KUTIPAN TERPILIH →
════

Tipologi Manhaj Nabi ﷺ
Nabi Muhammad ﷺ sebagai manusia panutan seru sekalian alam. Tindak-tanduk beliau sebagai manusia pilihan menjadi suatu hal yang menarik untuk kita teliti dan telusuri, baik perkataan, perbuatan, ketetapan, dan sifat-sifatnya. Dalam membumikan ajaran langit, apa saja manhaj atau metode yang beliau gunakan ketika mendakwahkan ajaran Allah ﷻ? Sehingga ajarannya maqbul dengan mudah dan membuncah di seluruh penjuru negeri.
Hal itu tentunya tidak terlepas dari metode yang beliau gunakan dalam mendakwahkan Islam kepada umatnya. Nah, sisi ini bagi Penulis menjadi suatu hal yang cukup menarik untuk dikaji. Namun sebelum kita lebih jauh, alangkah baiknya kita mengetahui terlebih dahulu apa itu manhaj?

════

DATA YANG TERSEDIA →

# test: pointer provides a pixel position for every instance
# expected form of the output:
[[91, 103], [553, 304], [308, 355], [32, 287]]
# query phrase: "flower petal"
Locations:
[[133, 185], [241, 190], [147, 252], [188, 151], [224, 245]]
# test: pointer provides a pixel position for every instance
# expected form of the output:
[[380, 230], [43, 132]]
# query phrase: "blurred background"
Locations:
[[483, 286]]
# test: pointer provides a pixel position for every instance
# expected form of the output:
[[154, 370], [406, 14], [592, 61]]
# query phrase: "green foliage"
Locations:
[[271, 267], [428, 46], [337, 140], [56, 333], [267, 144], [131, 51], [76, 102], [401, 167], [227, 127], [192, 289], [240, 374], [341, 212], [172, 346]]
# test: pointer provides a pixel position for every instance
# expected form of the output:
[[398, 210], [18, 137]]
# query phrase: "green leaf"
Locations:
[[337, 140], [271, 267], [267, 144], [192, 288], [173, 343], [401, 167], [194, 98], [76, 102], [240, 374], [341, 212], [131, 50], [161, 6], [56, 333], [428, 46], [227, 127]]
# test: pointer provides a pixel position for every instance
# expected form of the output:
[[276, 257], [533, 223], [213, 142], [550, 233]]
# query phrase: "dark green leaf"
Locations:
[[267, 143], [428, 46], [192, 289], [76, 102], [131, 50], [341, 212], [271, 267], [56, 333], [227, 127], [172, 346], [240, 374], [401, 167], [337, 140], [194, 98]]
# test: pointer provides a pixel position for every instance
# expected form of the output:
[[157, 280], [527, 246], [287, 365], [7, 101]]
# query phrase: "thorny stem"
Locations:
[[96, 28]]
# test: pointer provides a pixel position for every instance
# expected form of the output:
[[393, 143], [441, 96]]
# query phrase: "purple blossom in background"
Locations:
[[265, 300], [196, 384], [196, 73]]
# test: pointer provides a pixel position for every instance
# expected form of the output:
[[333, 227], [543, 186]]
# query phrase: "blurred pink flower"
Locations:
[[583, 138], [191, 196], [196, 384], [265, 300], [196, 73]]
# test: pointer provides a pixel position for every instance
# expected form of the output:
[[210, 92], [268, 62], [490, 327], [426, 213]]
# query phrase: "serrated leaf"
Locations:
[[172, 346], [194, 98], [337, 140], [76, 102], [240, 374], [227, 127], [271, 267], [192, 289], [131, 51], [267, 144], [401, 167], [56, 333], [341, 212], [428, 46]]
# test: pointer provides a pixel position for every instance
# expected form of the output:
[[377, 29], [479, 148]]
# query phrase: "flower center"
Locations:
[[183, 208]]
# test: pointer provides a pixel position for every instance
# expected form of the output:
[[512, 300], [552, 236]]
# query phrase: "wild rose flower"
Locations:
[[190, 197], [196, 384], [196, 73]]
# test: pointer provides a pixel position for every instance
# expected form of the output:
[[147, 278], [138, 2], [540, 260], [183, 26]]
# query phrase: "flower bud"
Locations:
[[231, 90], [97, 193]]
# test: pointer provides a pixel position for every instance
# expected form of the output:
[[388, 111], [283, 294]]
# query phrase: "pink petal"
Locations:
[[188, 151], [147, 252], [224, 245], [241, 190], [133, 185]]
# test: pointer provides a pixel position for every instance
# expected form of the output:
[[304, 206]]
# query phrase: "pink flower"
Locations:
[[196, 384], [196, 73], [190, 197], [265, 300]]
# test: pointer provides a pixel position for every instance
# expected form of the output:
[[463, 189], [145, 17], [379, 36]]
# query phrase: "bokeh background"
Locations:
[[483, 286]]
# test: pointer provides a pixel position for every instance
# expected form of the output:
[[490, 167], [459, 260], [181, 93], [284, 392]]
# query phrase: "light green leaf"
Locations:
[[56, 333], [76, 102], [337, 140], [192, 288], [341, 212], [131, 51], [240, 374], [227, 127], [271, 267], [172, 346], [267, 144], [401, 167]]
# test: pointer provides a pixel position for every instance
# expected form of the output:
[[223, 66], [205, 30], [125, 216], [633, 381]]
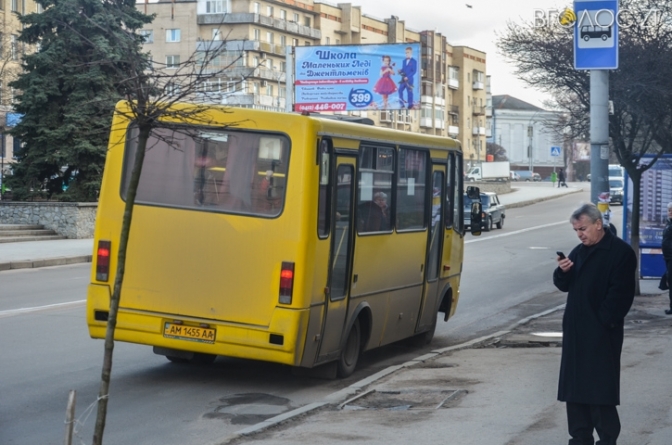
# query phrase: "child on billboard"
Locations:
[[385, 85]]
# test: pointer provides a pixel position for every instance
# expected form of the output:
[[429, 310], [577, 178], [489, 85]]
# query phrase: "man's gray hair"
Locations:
[[586, 209]]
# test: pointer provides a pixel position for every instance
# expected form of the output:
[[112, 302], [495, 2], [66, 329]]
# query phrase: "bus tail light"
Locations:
[[103, 260], [286, 282]]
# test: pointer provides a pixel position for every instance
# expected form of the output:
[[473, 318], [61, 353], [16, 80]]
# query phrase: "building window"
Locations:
[[147, 35], [172, 35], [215, 7], [172, 89], [172, 62]]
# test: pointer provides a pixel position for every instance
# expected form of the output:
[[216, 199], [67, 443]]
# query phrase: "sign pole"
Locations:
[[599, 134]]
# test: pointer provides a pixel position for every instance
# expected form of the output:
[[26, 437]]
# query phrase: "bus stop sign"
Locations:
[[596, 35]]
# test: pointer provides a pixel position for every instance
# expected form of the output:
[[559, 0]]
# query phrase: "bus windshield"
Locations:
[[212, 170]]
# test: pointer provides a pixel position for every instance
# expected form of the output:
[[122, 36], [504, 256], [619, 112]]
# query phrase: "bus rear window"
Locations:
[[211, 170]]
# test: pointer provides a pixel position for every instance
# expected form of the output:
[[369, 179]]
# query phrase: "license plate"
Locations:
[[192, 333]]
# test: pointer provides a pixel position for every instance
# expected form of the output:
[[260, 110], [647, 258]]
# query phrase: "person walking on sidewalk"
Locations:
[[599, 278], [667, 252], [561, 178]]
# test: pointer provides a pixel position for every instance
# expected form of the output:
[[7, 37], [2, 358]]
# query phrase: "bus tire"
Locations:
[[347, 360], [426, 337]]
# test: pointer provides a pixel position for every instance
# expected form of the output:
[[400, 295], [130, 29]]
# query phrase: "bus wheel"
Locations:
[[425, 338], [347, 361]]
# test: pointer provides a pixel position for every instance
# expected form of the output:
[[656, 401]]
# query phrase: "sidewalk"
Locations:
[[29, 254], [499, 390]]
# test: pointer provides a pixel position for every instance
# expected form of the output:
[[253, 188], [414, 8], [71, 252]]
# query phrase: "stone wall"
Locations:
[[499, 187], [70, 219]]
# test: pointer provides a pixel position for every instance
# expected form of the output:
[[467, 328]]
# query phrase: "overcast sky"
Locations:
[[475, 27]]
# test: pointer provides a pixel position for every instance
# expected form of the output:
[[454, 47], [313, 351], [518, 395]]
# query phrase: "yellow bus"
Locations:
[[286, 238]]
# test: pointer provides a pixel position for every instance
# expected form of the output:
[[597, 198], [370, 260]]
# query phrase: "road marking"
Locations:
[[27, 310], [502, 235]]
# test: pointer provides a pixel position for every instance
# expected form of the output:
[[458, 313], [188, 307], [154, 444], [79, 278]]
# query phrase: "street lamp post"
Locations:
[[530, 131]]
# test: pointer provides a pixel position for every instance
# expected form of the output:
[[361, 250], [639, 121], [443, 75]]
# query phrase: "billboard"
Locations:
[[357, 77]]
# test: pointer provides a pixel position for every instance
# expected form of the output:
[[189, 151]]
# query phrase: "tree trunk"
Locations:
[[103, 395], [634, 227]]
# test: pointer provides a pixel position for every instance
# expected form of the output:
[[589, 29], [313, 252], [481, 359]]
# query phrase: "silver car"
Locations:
[[493, 211]]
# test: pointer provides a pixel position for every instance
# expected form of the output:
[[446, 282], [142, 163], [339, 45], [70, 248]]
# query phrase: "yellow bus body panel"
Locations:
[[223, 270]]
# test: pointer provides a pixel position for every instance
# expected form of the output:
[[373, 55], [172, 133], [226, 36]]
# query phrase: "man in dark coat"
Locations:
[[667, 251], [599, 276]]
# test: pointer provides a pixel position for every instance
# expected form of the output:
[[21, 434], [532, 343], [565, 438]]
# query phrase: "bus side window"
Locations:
[[374, 197], [323, 203]]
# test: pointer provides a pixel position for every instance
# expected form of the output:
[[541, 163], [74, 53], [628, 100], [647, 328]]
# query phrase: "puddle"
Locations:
[[249, 408], [404, 400]]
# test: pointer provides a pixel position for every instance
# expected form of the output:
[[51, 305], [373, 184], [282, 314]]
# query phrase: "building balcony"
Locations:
[[228, 45], [426, 122], [247, 18]]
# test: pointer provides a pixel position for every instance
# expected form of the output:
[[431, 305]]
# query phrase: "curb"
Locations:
[[536, 200], [45, 262], [348, 392]]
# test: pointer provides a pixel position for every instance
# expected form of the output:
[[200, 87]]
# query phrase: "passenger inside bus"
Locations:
[[374, 216]]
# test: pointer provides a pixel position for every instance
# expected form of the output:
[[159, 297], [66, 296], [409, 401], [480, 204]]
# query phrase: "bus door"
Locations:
[[340, 258], [428, 311]]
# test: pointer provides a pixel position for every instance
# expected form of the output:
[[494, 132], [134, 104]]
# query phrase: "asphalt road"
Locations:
[[47, 350]]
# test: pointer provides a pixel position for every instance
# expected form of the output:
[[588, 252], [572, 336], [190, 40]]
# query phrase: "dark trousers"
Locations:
[[582, 419], [669, 274]]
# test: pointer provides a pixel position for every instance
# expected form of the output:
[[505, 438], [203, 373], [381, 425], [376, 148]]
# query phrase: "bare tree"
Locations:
[[155, 94], [640, 89]]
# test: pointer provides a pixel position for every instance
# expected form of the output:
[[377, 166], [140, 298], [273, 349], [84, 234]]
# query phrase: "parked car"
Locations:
[[526, 175], [493, 211], [616, 190]]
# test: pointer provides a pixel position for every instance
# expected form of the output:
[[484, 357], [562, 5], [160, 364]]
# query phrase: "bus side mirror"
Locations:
[[476, 217]]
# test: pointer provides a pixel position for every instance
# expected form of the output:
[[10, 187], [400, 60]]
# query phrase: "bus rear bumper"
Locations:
[[280, 342]]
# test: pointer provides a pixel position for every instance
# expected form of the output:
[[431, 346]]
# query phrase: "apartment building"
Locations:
[[255, 34], [11, 51]]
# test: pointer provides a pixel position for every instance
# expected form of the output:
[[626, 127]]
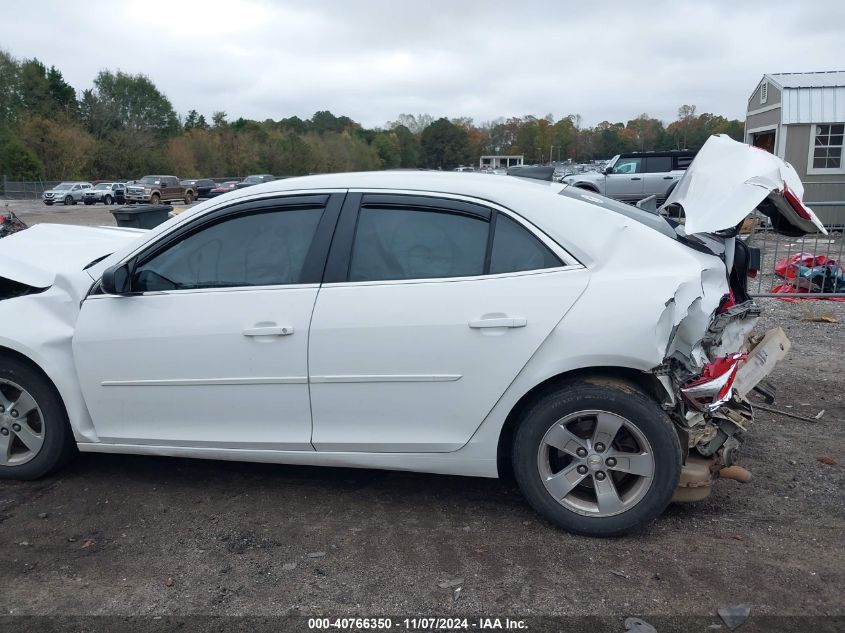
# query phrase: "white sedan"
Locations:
[[432, 322]]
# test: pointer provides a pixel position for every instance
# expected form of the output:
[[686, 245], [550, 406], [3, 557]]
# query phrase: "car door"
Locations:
[[658, 176], [625, 180], [209, 348], [429, 309]]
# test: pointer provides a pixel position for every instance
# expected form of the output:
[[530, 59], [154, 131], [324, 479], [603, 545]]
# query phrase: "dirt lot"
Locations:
[[115, 535]]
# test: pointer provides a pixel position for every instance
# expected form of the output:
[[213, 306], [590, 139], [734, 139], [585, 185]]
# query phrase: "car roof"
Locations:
[[659, 154]]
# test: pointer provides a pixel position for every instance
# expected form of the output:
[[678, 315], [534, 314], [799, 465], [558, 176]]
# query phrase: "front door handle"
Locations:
[[499, 322], [270, 330]]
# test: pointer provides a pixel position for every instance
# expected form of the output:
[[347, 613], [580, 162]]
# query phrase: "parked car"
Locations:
[[10, 223], [419, 321], [202, 186], [157, 189], [222, 188], [66, 193], [255, 180], [105, 192], [636, 175]]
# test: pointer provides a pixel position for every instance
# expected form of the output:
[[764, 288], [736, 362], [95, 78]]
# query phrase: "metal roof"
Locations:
[[822, 79]]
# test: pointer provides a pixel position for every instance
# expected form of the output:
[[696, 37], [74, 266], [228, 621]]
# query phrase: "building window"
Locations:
[[827, 147]]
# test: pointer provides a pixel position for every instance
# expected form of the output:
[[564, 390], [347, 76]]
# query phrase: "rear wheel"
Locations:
[[598, 457], [35, 436]]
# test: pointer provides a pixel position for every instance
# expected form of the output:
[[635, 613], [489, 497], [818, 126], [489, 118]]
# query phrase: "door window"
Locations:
[[628, 166], [658, 164], [395, 243], [516, 249], [262, 249]]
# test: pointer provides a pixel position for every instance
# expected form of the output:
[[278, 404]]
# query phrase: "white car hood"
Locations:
[[728, 180], [36, 255]]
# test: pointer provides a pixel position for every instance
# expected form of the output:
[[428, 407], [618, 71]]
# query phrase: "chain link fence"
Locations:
[[32, 189], [806, 266]]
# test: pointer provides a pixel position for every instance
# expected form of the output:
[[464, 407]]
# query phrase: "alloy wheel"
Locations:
[[596, 463], [21, 425]]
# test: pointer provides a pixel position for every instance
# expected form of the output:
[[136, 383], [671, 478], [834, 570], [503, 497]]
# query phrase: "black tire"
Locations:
[[618, 398], [58, 445]]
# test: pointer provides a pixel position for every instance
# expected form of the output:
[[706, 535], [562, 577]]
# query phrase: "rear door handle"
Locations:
[[271, 330], [499, 322]]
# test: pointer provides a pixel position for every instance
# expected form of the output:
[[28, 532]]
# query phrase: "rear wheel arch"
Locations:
[[648, 383]]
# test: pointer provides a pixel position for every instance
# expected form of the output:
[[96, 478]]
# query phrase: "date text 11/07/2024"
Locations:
[[417, 624]]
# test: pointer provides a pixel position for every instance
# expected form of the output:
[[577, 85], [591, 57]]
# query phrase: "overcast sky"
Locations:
[[374, 59]]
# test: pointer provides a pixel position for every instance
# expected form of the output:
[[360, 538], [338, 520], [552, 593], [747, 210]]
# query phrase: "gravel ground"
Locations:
[[117, 535]]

════

TUGAS YANG DIBERIKAN →
Lanjutkan tulisan tentang manhaj dakwah Nabi ﷺ dari kalimat terakhirnya. Data di atas tidak diperlukan.

JAWABAN TUGAS →
Definisi Manhaj
Manhaj sendiri, secara etimologi merupakan bentuk masdar dari kata kerja نهج yang artinya jalan, metode, cara, atau jejak (lihat: Lisan al-Arab). Adapun secara terminologi, manhaj adalah suatu metode atau cara yang seseorang tempuh untuk sampai kepada hakikat atau pengetahuan terhadap sesuatu. (lihat: Manhaj al-Bahts al-Adabi).
Dengan demikian, manhaj Nabi ﷺ bisa kita artikan metode ataupun cara yang Nabi ﷺ tempuh dalam menyampaikan ajaran Tuhan kepada umatnya. Apa saja kira-kira metode yang Nabi ﷺ terapkan dalam menyampaikan ajarannya? Berikut ini kira-kira ada lima metode yang beliau gunakan dalam menyampaikan ajaran (Sunnah) tersebut. Baik mari kita simak!
Pertama, Manhaj Syumuli atau Holistik (menyeluruh)
Nabi ﷺ adalah teladan dalam seluruh aspek kehidupannya. Keteladanannya terbentang panjang semenjak beliau di janin hingga wafat.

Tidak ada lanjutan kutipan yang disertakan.